Llamó a capítulo a toda la nobleza zamorana y, presididos por el Justicia Mayor, don Ponce Cabrera, entraron en concilio en el interior de la iglesia de San Román. Muerte y escarmiento, era la petición de la nobleza, por lo que la turba, enfurecida contra los aristócratas y dirigida por Benito, el padre de Pedro, cerró las puertas de la iglesia y acudiendo a la cercana Plaza de la Leña, acarrearon cuanta madera pudieron con la que iniciaron una hoguera que terminó por prender en la techumbre que se desplomó sobre los nobles congregados en el santo lugar. No satisfechos con ello, asaltaron la cárcel, edificio próximo a la mencionada iglesia, posiblemente porque allí se encontrara encerrado el joven Pedro, al que liberaron así como a todos los presos.
Más tarde, cuando meditaron sobre la trascendencia que su acción podría conllevar, los más significados de la revuelta, recogieron sus pertenencias y se marcharon hacia Portugal. En el camino escribieron una carta al rey Fernando, solicitando su perdón y advirtiendo que caso de no obtenerlo se marcharían a repoblar tierras portuguesas, donde serían muy bien recibidos.
Sabedor el rey de esta circunstancia y ante el miedo de quedar despoblada una ciudad como Zamora, vital para la defensa del Duero, otorgó el perdón real con dos condiciones: la primera que reparasen la iglesia sin costo alguno para las arcas reales y la segunda que obtuviesen el perdón papal por tamaña felonía.
El Papa también se avino al perdón, previo pago de su importe y los zamoranos reconstruyeron la iglesia que a día de hoy se localiza en la llamada Plaza del Motín de la Trucha y que recibe por nombre Santa María La Nueva.
La otra revuelta nos es más próxima. Reinaba en Nápoles y Sicilia el monarca español Carlos VII, duque de Parma y Toscana, tercer hijo de Felipe V y primero de su matrimonio con Isabel de Farnesio, al fallecimiento de sus dos hermanos mayores, Luis y Fernando, heredó la corona de España, a donde se trasladó con gran pesar suyo. Aquí reinó con el nombre de Carlos III, conocido como el mejor alcalde de Madrid.
Era un rey moderno, muy viajado; afrancesado, que se decía en la época y que se quedó desagradablemente sorprendido cuando pudo comprobar que Madrid no era mejor que un corral de vacas: calles sin empedrar, que levantaban polvaredas en verano y se convertían en ciénagas en invierno, mal alumbradas, insalubres por su falta de saneamientos, en donde todo se arrojaba a la vía pública previa advertencia de ¡agua va!, inseguras, y muchas otras valoraciones, todas negativas, mereció la ciudad para él y sus acompañantes.

DATOS DE ENTRADA:
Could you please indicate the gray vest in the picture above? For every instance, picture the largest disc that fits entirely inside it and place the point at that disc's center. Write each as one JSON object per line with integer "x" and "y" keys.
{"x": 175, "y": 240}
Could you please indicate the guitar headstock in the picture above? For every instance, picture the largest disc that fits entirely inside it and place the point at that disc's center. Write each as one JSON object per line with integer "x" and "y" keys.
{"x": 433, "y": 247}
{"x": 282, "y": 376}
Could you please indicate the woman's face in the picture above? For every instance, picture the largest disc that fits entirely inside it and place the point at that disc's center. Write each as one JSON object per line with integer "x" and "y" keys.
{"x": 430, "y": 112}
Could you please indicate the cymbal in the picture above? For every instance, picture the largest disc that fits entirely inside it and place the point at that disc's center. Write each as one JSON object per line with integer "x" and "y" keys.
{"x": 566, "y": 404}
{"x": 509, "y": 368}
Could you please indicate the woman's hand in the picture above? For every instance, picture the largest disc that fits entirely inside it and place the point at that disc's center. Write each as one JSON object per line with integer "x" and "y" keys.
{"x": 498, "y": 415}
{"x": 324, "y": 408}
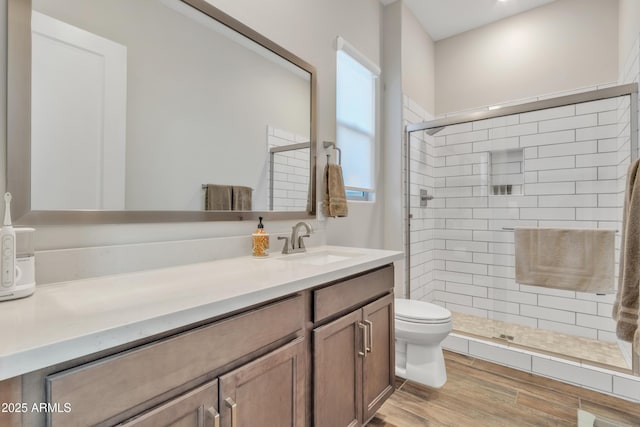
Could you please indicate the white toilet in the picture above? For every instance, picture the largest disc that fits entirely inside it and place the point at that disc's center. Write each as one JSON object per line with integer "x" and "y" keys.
{"x": 420, "y": 329}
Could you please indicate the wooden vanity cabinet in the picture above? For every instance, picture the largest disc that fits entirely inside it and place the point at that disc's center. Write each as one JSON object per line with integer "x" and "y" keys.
{"x": 321, "y": 357}
{"x": 268, "y": 392}
{"x": 354, "y": 354}
{"x": 242, "y": 354}
{"x": 197, "y": 408}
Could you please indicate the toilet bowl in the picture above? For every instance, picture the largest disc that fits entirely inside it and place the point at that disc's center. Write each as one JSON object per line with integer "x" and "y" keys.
{"x": 420, "y": 328}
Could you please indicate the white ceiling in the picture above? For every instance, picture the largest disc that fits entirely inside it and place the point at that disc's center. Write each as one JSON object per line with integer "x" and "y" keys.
{"x": 445, "y": 18}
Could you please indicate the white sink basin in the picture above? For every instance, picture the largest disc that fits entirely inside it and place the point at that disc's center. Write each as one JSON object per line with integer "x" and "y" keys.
{"x": 320, "y": 258}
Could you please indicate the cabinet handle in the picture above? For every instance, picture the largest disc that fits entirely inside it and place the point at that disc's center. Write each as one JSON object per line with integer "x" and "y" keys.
{"x": 214, "y": 416}
{"x": 369, "y": 324}
{"x": 234, "y": 415}
{"x": 362, "y": 326}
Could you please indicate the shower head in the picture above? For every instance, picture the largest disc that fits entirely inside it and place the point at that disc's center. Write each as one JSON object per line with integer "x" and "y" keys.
{"x": 433, "y": 131}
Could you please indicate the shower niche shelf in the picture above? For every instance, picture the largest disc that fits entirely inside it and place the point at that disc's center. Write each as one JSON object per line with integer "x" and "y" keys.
{"x": 506, "y": 172}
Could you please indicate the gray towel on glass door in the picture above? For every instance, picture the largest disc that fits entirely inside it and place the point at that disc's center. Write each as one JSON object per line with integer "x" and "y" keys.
{"x": 626, "y": 306}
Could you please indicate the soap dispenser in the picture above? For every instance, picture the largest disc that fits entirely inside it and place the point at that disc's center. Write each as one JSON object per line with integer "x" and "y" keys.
{"x": 260, "y": 241}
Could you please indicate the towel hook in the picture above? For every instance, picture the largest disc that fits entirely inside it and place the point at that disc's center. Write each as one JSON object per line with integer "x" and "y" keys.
{"x": 333, "y": 145}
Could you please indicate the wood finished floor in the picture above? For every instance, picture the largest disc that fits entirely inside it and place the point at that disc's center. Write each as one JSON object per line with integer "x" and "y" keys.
{"x": 479, "y": 393}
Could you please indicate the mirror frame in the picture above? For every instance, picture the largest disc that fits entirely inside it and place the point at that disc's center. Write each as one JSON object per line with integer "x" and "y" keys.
{"x": 18, "y": 168}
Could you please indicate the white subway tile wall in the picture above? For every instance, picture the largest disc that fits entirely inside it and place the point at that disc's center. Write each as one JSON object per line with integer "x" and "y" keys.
{"x": 290, "y": 172}
{"x": 568, "y": 162}
{"x": 590, "y": 181}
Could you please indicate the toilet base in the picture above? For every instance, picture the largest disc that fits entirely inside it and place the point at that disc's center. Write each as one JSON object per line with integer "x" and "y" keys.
{"x": 424, "y": 365}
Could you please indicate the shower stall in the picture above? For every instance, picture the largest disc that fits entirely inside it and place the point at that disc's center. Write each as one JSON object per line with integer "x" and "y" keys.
{"x": 470, "y": 179}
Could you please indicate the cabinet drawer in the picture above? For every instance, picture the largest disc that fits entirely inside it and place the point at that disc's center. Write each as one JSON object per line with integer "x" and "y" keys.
{"x": 352, "y": 292}
{"x": 198, "y": 407}
{"x": 103, "y": 389}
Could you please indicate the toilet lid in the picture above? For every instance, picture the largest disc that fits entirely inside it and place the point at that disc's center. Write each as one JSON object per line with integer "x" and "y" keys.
{"x": 420, "y": 311}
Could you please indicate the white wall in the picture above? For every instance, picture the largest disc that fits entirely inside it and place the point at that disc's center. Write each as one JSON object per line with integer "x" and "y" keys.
{"x": 418, "y": 62}
{"x": 628, "y": 28}
{"x": 564, "y": 45}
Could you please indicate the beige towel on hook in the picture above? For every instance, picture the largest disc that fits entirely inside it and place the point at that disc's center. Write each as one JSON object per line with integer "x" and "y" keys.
{"x": 334, "y": 198}
{"x": 218, "y": 197}
{"x": 241, "y": 198}
{"x": 573, "y": 259}
{"x": 626, "y": 306}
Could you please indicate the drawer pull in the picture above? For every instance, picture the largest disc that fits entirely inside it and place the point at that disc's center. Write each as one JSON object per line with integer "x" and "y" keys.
{"x": 214, "y": 417}
{"x": 365, "y": 346}
{"x": 234, "y": 407}
{"x": 369, "y": 324}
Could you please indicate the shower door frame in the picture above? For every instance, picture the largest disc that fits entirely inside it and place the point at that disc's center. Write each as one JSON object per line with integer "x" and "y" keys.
{"x": 630, "y": 89}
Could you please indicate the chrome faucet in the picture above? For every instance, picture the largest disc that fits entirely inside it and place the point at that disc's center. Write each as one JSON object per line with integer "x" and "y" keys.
{"x": 290, "y": 243}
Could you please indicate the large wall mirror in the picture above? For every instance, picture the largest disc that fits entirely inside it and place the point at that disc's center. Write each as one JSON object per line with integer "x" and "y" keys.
{"x": 154, "y": 110}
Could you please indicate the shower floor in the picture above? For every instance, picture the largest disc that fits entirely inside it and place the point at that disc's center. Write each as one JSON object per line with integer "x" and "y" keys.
{"x": 602, "y": 353}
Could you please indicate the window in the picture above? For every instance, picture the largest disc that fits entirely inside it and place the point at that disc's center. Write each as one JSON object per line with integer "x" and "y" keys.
{"x": 356, "y": 120}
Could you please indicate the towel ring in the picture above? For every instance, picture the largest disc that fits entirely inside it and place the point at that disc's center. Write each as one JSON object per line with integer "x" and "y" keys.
{"x": 333, "y": 145}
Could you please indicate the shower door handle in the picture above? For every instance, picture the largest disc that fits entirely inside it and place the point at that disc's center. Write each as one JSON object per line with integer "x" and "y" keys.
{"x": 424, "y": 198}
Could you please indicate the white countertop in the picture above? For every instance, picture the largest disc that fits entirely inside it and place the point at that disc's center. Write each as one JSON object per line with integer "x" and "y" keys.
{"x": 66, "y": 320}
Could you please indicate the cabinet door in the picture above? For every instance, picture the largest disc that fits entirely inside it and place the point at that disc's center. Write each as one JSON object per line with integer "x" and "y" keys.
{"x": 337, "y": 388}
{"x": 378, "y": 375}
{"x": 268, "y": 392}
{"x": 197, "y": 408}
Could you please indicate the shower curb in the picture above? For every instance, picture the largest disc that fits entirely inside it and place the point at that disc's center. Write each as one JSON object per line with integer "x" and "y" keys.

QUÉ SE PIDE:
(1) Responde según el fragmento sobre las revueltas:
(a) ¿En qué iglesia se reunió en concilio la nobleza zamorana?
(b) ¿Qué dos condiciones puso el rey Fernando para otorgar el perdón?
(c) ¿Con qué nombre reinó en España Carlos VII?
(2) Reúne todas las líneas de los registros que contengan la palabra "wall".

SOLUCIONES:
(1)
(a) En la iglesia de San Román.
(b) Que reparasen la iglesia sin costo alguno para las arcas reales y que obtuviesen el perdón papal.
(c) Con el nombre de Carlos III.

(2)
Could you please indicate the white subway tile wall in the picture above? For every instance, picture the largest disc that fits entirely inside it and place the point at that disc's center. Write each as one JSON object per line with integer "x" and "y" keys.
Could you please indicate the white wall in the picture above? For every instance, picture the largest disc that fits entirely inside it and place the point at that disc's center. Write each as one JSON object per line with integer "x" and "y" keys.
Could you please indicate the large wall mirror in the picture above? For every instance, picture the largest disc that fits entirely inside it and place the point at that disc's center. Write each as one JSON object per line with integer "x" and "y" keys.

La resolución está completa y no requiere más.